- **Text shown**
Not a race report as I wasn’t racing. It was interesting to be at a 24 in the support role. I haven’t actually done that before and it was high time to pay my 24 hour support dues. Thanks to everyone who came by the pit and helped set up and take down the EZ-up and gear. It was really fun to be in social mode and chat with everybody.
Moab really is a carnival as much as a race. I’ve always been in a race bubble at Moab so enjoyed all the carnival aspects this time around. Here is Granny handing out balloons at the start.
View of the herd lining up minutes before the start. Chris Etough is hanging out with his mechanic by his bike and didn’t go up to the crowd until 1 minute to go. He looked cool and relaxed 100% of the time. He had casual pit stops and rode to a tactical win. On the women’s side Jari Kirkland rode an amazing race killing the entire men’s and women’s field except for Chris. He was the only solo in front of her at noon on Sunday. We were pitted right next to Jari and I spied on her the whole race. She didn’t falter. She was on a different plane to everyone else at Moab this year.

- **Record excerpts**
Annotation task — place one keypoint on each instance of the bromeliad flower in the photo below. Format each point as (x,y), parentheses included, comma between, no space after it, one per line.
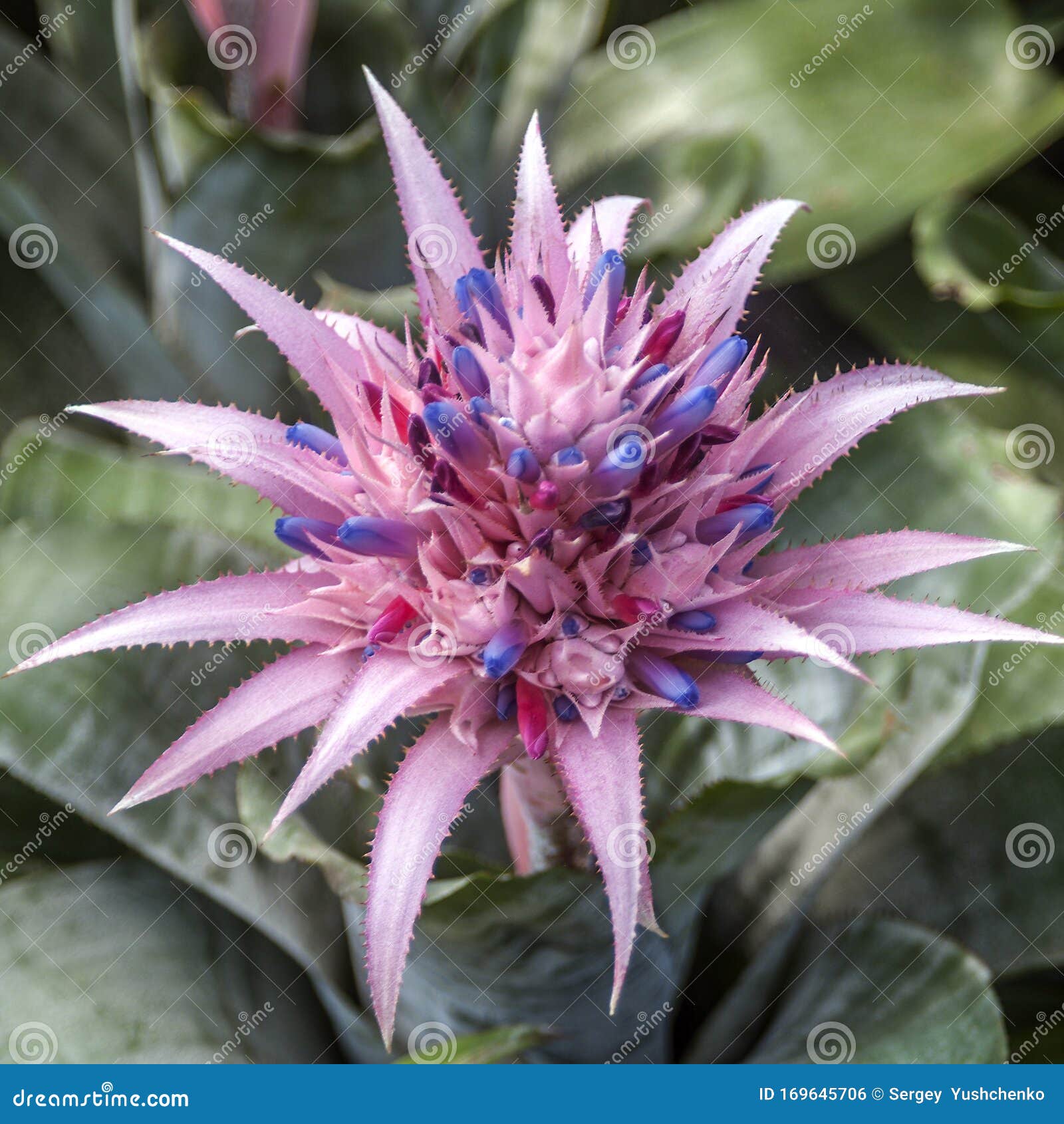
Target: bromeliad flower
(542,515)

...

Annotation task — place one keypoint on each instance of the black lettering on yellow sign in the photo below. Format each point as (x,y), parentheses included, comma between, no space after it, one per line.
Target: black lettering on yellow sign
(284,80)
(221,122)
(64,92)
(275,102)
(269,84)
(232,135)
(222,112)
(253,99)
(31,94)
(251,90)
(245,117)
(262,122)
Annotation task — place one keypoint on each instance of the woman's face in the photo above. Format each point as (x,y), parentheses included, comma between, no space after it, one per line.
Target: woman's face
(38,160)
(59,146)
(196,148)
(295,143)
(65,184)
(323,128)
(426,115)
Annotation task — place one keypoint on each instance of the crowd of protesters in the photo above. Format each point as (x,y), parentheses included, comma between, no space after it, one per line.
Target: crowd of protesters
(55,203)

...

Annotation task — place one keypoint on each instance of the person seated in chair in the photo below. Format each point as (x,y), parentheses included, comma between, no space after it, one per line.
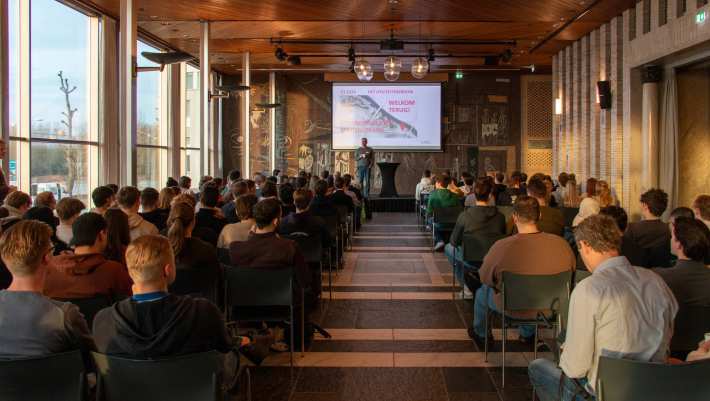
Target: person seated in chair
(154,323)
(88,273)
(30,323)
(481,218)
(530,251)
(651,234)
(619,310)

- **Request 1**
Can you write out the Moab race account from "Not a race report" through "chat with everybody.", changing "EZ-up" to "canopy"?
- **Request 2**
Can you carry the Moab race account on past its last sentence?
Nothing in the records is needed here.

- **Exercise answer 1**
Not a race report as I wasn’t racing. It was interesting to be at a 24 in the support role. I haven’t actually done that before and it was high time to pay my 24 hour support dues. Thanks to everyone who came by the pit and helped set up and take down the canopy and gear. It was really fun to be in social mode and chat with everybody.

- **Exercise answer 2**
JK showing off his FJ
Stampede -bandanna over the mouth highly recommended
Chili peppers?? Here are Dave and Josh Tostado. Josh cracked and stopped sometime around sunset in 2nd place. Dave took over 2nd place and cracked about 1:30am. Lots of attrition in both the men’s and women’s solos this year. More than usual. The course was slow and sandy and hard.
I have photos of some solos at the cracking point with fear and pain on their faces so personal I don’t feel I can post them… Here is Mary after she pulled the plug. Mary always is cute…
So why is Moab so hard? Why do so many solos suffer and crack there? The course is certainly one of the hardest to solo with the steep slick rock sections demanding L6 power or you are walking. The sand this year was energy sucking too. The dryness of this year was a stark contrast to the flash floods of last year.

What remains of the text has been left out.